Por favor, repita palavra por palavra a parte do texto abaixo sobre fé e cultura popular em Parintins que vai de "Na Amazônia, assim" a "artistas e trabalhadores.".

▶ Trecho do documento
--------------------

Na Amazônia, assim como em diversas regiões brasileiras, a fé e a cultura popular não disputam espaço: caminham juntas. Um dos maiores exemplos dessa relação acontece todos os anos em Parintins (AM), durante o Festival Folclórico de Parintins, que movimenta a cidade com cores, ritmos, danças e união pela tradição do povo. Todos os anos também, antes das apresentações dos bois Garantido e Caprichoso, a imagem de Nossa Senhora do Carmo, padroeira da cidade, visita os barracões dos dois bois para abençoar os artistas e trabalhadores.

O gesto simboliza que a fé e a Mãe acompanham os fiéis em todos os espaços. Papa São João Paulo II escreveu, na Carta aos Artistas (1999), que a fé não deve se opor à arte, mas caminhar com ela: “A arte deve fazer perceptível, mais do que visível, o mundo do espírito, do invisível, de Deus”. A arte popular e a fé católica podem se entrelaçar de forma viva e respeitosa, como parte da identidade do povo.

--------------------

▶ Dados de origem
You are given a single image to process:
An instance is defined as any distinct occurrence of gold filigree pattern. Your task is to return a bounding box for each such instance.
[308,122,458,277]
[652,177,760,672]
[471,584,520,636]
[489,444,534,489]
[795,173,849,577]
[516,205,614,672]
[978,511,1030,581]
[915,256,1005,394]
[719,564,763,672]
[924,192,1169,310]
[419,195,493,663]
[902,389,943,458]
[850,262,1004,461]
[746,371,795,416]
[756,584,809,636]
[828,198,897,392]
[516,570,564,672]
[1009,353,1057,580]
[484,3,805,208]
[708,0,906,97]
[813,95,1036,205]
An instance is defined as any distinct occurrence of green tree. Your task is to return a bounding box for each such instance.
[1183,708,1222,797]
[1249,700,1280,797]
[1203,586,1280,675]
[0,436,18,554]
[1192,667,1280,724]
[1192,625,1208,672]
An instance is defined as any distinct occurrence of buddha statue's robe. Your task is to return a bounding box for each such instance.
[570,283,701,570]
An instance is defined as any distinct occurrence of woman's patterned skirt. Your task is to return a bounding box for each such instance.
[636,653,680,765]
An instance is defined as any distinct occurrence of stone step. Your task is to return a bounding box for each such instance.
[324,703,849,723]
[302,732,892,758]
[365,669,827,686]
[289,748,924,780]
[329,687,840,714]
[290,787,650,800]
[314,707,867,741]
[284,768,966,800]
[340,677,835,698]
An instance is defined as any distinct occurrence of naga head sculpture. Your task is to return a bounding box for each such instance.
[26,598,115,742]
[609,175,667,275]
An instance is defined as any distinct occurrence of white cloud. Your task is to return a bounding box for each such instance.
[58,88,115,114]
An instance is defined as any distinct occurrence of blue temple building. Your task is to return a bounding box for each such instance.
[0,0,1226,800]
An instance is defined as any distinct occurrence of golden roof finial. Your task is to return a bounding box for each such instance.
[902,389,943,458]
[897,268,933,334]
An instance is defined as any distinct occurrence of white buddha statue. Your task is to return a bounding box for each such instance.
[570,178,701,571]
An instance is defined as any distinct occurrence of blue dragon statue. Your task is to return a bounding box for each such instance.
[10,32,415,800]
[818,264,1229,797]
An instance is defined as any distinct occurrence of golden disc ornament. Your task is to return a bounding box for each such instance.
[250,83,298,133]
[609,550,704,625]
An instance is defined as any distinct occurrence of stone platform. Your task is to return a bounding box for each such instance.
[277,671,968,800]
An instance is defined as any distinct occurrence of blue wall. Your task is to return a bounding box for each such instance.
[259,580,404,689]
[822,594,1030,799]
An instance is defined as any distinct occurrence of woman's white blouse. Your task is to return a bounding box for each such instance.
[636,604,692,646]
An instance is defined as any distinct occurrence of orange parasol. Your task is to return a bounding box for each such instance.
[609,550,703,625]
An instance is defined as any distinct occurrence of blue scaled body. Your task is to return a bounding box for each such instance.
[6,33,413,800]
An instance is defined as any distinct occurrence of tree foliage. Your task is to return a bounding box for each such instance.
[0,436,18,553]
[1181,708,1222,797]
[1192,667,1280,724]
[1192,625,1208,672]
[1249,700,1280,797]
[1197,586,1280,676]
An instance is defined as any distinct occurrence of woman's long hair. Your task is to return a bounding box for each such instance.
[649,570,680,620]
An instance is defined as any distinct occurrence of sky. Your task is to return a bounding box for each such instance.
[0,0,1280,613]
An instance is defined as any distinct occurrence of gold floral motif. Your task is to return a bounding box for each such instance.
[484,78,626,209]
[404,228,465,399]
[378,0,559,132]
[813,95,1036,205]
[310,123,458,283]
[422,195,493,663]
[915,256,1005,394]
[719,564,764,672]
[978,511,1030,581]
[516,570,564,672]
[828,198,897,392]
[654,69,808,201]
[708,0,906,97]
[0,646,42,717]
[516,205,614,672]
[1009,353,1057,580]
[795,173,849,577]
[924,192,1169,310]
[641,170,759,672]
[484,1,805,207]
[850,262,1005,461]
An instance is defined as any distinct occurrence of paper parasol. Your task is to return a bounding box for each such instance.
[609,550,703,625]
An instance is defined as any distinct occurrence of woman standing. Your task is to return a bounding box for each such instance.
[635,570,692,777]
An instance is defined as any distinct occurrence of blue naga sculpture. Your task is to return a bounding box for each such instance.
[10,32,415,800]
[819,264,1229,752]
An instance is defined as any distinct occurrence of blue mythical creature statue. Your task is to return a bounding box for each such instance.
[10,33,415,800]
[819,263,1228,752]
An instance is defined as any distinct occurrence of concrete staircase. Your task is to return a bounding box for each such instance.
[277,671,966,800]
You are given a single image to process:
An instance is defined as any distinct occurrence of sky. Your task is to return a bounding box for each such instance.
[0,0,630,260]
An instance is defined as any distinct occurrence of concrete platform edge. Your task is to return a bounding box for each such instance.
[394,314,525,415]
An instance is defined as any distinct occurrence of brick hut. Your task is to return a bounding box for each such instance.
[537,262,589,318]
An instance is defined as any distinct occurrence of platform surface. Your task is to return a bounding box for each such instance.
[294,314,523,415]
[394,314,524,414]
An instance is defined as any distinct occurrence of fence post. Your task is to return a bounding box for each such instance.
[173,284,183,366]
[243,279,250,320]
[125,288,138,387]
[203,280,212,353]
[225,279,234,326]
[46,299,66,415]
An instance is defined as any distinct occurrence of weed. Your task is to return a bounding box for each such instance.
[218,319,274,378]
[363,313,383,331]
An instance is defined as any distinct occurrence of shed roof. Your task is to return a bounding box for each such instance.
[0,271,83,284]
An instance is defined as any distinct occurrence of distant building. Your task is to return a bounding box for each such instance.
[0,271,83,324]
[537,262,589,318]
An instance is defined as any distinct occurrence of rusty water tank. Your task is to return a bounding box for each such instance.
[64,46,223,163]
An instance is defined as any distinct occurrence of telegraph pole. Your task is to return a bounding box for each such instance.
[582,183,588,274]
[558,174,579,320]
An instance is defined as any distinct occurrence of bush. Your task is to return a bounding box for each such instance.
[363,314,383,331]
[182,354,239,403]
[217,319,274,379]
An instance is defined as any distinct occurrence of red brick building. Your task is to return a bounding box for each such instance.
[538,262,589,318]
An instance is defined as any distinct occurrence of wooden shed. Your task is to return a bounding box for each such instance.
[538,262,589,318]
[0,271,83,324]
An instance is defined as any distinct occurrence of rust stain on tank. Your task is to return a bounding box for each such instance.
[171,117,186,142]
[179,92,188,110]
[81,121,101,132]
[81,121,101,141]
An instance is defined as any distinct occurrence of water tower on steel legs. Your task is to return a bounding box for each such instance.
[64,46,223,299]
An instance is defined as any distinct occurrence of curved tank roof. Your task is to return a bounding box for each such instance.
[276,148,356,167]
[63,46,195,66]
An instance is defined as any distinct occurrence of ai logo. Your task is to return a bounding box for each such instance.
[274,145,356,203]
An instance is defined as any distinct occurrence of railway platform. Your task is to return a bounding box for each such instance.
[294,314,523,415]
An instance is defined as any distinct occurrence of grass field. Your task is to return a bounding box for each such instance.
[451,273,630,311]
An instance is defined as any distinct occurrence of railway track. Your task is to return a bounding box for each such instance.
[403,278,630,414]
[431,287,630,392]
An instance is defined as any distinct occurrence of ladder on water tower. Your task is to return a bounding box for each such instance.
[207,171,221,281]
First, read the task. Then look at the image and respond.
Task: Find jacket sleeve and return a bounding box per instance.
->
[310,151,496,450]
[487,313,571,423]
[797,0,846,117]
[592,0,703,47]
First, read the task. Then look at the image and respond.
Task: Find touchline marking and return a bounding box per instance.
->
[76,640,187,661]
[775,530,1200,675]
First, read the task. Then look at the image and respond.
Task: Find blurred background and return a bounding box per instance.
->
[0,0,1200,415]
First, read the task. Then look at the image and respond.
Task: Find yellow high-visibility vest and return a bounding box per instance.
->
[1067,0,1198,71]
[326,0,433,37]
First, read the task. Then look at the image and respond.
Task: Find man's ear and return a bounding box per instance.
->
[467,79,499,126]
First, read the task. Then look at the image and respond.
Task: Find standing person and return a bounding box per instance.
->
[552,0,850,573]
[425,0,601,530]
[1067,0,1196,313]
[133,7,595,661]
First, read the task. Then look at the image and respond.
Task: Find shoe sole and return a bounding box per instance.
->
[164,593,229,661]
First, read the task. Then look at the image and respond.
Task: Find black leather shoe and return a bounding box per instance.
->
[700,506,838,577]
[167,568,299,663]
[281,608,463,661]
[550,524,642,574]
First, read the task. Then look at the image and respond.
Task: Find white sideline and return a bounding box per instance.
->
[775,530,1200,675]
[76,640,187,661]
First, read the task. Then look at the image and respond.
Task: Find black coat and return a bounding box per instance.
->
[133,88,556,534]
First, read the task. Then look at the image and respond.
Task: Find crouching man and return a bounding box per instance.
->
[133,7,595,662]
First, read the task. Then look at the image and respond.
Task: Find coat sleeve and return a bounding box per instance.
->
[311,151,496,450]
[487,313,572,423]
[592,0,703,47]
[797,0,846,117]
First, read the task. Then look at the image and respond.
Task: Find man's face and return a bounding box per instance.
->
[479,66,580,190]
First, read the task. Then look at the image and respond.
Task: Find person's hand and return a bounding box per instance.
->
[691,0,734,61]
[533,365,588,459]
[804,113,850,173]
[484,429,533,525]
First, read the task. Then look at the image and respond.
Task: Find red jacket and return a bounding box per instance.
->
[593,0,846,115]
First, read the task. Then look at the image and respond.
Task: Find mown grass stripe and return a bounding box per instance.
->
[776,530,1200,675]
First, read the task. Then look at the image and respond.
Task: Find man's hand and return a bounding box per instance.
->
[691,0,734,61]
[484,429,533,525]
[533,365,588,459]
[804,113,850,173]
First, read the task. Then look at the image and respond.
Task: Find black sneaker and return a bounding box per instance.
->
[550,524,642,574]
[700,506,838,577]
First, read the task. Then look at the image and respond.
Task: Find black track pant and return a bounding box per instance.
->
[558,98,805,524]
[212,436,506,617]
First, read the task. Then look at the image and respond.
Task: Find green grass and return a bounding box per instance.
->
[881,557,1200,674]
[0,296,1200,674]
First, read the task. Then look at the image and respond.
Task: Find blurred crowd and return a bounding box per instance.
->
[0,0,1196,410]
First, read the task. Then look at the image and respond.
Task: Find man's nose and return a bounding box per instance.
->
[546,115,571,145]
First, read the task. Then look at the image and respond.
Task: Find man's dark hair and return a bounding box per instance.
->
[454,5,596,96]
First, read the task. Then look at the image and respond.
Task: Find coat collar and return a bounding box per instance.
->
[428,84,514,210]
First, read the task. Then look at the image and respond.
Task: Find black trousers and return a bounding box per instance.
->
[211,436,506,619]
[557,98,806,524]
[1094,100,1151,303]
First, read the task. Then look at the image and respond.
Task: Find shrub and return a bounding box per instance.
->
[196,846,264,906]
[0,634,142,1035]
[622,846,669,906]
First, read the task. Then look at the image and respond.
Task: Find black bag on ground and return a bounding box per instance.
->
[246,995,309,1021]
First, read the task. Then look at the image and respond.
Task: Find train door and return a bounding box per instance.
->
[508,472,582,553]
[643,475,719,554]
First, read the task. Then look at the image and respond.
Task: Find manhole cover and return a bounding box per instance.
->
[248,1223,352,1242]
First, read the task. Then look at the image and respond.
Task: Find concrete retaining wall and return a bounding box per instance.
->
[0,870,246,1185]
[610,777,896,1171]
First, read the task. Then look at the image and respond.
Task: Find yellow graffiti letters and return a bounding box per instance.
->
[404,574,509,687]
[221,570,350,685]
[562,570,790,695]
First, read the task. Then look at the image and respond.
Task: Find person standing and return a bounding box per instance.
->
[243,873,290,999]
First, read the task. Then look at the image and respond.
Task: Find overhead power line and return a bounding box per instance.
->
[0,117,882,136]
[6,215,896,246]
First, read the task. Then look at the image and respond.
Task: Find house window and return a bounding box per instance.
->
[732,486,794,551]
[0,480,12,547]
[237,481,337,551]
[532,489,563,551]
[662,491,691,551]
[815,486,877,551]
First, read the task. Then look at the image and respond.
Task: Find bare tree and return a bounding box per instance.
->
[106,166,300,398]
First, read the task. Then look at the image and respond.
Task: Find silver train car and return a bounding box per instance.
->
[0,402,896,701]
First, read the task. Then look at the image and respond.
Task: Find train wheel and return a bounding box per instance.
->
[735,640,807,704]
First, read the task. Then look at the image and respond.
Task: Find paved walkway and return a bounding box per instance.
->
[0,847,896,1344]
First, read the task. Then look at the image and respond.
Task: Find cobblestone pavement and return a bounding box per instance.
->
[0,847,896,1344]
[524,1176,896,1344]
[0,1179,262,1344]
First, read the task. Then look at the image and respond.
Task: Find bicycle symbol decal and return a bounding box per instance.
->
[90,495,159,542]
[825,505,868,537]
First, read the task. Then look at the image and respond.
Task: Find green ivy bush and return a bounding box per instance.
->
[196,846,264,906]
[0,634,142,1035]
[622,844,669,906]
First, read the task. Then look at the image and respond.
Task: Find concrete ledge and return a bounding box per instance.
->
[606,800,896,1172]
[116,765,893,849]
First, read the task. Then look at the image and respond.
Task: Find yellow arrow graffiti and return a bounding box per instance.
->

--------------------

▶ Solução do problema
Na Amazônia, assim como em diversas regiões brasileiras, a fé e a cultura popular não disputam espaço: caminham juntas. Um dos maiores exemplos dessa relação acontece todos os anos em Parintins (AM), durante o Festival Folclórico de Parintins, que movimenta a cidade com cores, ritmos, danças e união pela tradição do povo. Todos os anos também, antes das apresentações dos bois Garantido e Caprichoso, a imagem de Nossa Senhora do Carmo, padroeira da cidade, visita os barracões dos dois bois para abençoar os artistas e trabalhadores.